* Work order
Each line below must be printed again exactly.

* Dataset entries
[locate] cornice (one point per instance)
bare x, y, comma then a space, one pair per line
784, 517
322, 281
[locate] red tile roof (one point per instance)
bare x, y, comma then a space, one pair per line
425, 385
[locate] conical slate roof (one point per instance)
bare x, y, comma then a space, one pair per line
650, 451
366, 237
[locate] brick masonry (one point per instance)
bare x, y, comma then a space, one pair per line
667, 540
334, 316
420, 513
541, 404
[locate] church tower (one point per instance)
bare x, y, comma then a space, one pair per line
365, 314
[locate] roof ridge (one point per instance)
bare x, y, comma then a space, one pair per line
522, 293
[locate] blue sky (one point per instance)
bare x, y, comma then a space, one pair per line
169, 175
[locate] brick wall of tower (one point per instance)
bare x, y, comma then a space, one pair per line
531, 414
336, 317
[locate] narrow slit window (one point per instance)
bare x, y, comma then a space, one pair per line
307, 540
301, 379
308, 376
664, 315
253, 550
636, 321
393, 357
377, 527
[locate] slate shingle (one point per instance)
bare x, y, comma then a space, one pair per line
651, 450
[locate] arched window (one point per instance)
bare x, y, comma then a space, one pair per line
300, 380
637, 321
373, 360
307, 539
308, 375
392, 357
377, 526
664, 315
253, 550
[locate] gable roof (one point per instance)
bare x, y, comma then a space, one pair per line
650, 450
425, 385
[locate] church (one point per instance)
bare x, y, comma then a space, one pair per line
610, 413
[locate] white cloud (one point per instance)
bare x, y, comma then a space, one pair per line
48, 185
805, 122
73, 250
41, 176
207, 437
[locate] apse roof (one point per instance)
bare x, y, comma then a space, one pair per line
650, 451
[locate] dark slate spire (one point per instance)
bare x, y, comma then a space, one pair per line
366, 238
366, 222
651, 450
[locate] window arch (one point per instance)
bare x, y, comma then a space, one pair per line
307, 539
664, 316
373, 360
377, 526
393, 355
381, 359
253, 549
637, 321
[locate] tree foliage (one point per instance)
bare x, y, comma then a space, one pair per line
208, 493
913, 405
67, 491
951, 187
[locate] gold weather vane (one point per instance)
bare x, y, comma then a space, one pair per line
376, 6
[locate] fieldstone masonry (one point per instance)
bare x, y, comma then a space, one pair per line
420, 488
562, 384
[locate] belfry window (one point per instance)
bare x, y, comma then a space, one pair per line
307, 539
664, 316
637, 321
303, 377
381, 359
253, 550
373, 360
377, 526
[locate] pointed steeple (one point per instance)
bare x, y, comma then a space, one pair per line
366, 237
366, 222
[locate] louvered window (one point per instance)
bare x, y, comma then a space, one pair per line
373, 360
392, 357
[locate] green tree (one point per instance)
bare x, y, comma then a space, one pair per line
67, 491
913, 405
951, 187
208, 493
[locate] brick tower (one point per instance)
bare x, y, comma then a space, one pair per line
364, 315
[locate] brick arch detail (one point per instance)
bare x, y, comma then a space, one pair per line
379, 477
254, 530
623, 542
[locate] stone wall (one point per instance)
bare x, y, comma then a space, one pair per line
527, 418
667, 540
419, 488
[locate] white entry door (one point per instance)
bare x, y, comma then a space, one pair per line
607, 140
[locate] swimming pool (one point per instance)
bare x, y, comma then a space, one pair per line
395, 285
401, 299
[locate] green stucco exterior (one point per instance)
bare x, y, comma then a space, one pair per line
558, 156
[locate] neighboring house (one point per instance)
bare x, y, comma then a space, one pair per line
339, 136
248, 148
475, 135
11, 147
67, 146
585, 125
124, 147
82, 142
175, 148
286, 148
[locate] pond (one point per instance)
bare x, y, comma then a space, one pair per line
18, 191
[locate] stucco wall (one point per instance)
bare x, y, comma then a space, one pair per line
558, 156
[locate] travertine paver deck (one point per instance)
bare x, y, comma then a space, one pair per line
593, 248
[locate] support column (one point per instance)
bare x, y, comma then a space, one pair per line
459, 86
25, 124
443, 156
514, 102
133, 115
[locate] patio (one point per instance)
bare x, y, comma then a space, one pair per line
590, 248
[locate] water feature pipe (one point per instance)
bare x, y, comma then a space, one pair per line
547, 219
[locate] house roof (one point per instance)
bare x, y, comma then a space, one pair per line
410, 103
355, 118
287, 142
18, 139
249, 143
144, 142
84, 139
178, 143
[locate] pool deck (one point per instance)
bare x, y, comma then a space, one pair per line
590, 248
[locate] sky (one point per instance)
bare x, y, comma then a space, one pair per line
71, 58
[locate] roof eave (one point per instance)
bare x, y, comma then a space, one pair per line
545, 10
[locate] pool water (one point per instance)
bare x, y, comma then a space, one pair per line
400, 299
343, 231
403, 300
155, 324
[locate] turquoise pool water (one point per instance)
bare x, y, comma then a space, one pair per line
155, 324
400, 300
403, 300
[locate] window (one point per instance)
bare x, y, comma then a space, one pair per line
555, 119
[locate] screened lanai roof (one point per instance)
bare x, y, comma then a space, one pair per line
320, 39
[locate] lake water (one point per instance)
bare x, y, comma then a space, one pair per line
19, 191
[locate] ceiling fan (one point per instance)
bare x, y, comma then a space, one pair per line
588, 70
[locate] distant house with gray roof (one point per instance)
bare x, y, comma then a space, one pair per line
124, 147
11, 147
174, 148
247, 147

* Reply
[locate] cornice (one point per instance)
bare x, y, comma then a space, one pair per line
784, 517
322, 281
[locate] red tile roof (one point per instance)
bare x, y, comma then a space, one pair per line
425, 385
[locate] conical slate roof (one point per instance)
bare x, y, comma then a space, one pair per line
650, 451
366, 237
[locate] brick masonry (one point per instance)
bare x, y, comma then a space, one pair per line
667, 540
334, 316
420, 513
541, 404
[locate] church tower (one point per instance)
bare x, y, comma then a space, one pair per line
365, 314
[locate] roof ridge (one point per instance)
bare x, y, comma then a space, one pair per line
522, 293
[locate] blue sky (one point per instance)
bare x, y, comma then a space, one pair per line
169, 175
[locate] brick wall of tower (one point per instance)
bare x, y, comma then a space, one pair per line
531, 414
336, 317
[locate] narrow slit window (one point per instance)
bare x, y, comma then a space, one pair per line
307, 540
301, 379
308, 376
664, 315
253, 550
636, 321
393, 357
377, 527
[locate] slate shingle (one point per instance)
bare x, y, comma then a space, one pair per line
651, 450
[locate] arched window (one point per instance)
bare x, y, comma then a space, one pair per line
300, 380
637, 321
373, 360
307, 539
308, 375
392, 357
377, 526
664, 315
253, 550
[locate] gable roof (one point per instance)
bare x, y, comma then a space, one pair per line
650, 450
425, 385
[locate] church (one point per instance)
bare x, y, comma then a space, one pair per line
610, 413
[locate] white cloud (one point per instance)
bare x, y, comma then a space, one pair per line
48, 185
805, 122
73, 250
41, 176
207, 437
[locate] apse roof (one point per instance)
bare x, y, comma then a space, one pair per line
650, 451
[locate] dark slate spire (one point per instance)
bare x, y, comma then a space, one pair per line
366, 238
366, 222
651, 450
[locate] window arch (one point per instance)
bare x, y, comma then a space, one pair per line
307, 539
664, 316
373, 360
377, 526
393, 355
381, 359
253, 549
637, 321
[locate] tree foliage (one point per instance)
bare x, y, comma then a space, one pair per line
208, 493
913, 405
67, 491
951, 187
[locate] gold weather vane (one point per instance)
bare x, y, comma then a space, one pair per line
376, 6
[locate] fieldstone masonry (one point per instance)
bare x, y, comma then a space, one pair per line
420, 488
562, 384
[locate] belfry window (one point per instance)
bare x, y, comma then a space, one pair per line
307, 539
664, 316
637, 321
303, 377
381, 359
253, 550
373, 360
377, 526
[locate] pointed steeple (one point per instance)
bare x, y, comma then a space, one pair per line
366, 237
366, 222
[locate] louvered window (one point per instance)
bare x, y, comma then a space, one pair per line
373, 360
392, 357
[locate] green tree (one point per instance)
bare x, y, comma then a space, one pair per line
67, 491
913, 405
951, 187
208, 493
[locate] brick tower (one point per instance)
bare x, y, comma then a space, one pair per line
364, 315
[locate] brick arch detail (one point per instance)
bare x, y, comma then a space, one pair per line
379, 477
254, 530
623, 542
[locate] stone wall (one point per instance)
bare x, y, comma then a space, one pair per line
527, 418
667, 540
419, 488
[locate] white entry door (one point per instance)
bare x, y, comma then a space, one pair per line
607, 140
[locate] swimming pool (one point per instance)
bare x, y, comma then a space, one pair per line
395, 285
401, 299
[locate] green stucco exterior (one point per instance)
bare x, y, comma then a space, one pair per line
558, 156
[locate] neighboring house (one point per instance)
bare x, y, comma then a space, one pair per line
339, 136
248, 148
475, 135
11, 147
67, 146
585, 125
124, 147
82, 142
175, 148
286, 148
[locate] pond (one point per instance)
bare x, y, comma then a space, one pair per line
18, 191
[locate] stucco wall (one point per instance)
bare x, y, comma then a space, one pair per line
558, 156
[locate] travertine paver deck (one point per instance)
bare x, y, comma then a space, one pair per line
593, 248
[locate] support column (one point per instance)
bare x, y, comma then a space, one pair per line
459, 86
25, 124
443, 156
514, 102
133, 115
[locate] patio (one point per instance)
bare x, y, comma then a space, one pair per line
590, 248
[locate] water feature pipe (one point per instance)
bare x, y, comma then a space, one pair per line
547, 219
[locate] house roof (one point per instance)
bare x, y, comma then a space, one pair per line
410, 103
355, 118
287, 142
18, 139
249, 143
144, 142
84, 139
178, 143
[locate] pool deck (one point per instance)
bare x, y, comma then a space, one pair per line
590, 248
[locate] sky (one point per instance)
bare x, y, comma then a space, one pair per line
71, 58
[locate] roof eave (one point per instance)
bare x, y, comma then a space, one pair per line
545, 10
[locate] pool water (one point per instance)
bare x, y, comma then a space, one pair per line
400, 299
343, 231
403, 300
155, 324
[locate] turquoise pool water (one point per instance)
bare x, y, comma then a space, one pair per line
155, 324
400, 300
403, 300
[locate] window (one point per instance)
bare x, y, comma then a space, one pair per line
555, 119
[locate] screened lanai roof (one point per instance)
bare x, y, comma then a space, one pair per line
320, 39
[locate] lake water (one point per instance)
bare x, y, comma then a space, one pair per line
19, 191
[locate] ceiling fan (one point per instance)
bare x, y, comma then a space, one pair per line
588, 70
[locate] distant house with gray roof (one point per instance)
bare x, y, comma then a space, one pair per line
124, 147
11, 147
174, 148
247, 147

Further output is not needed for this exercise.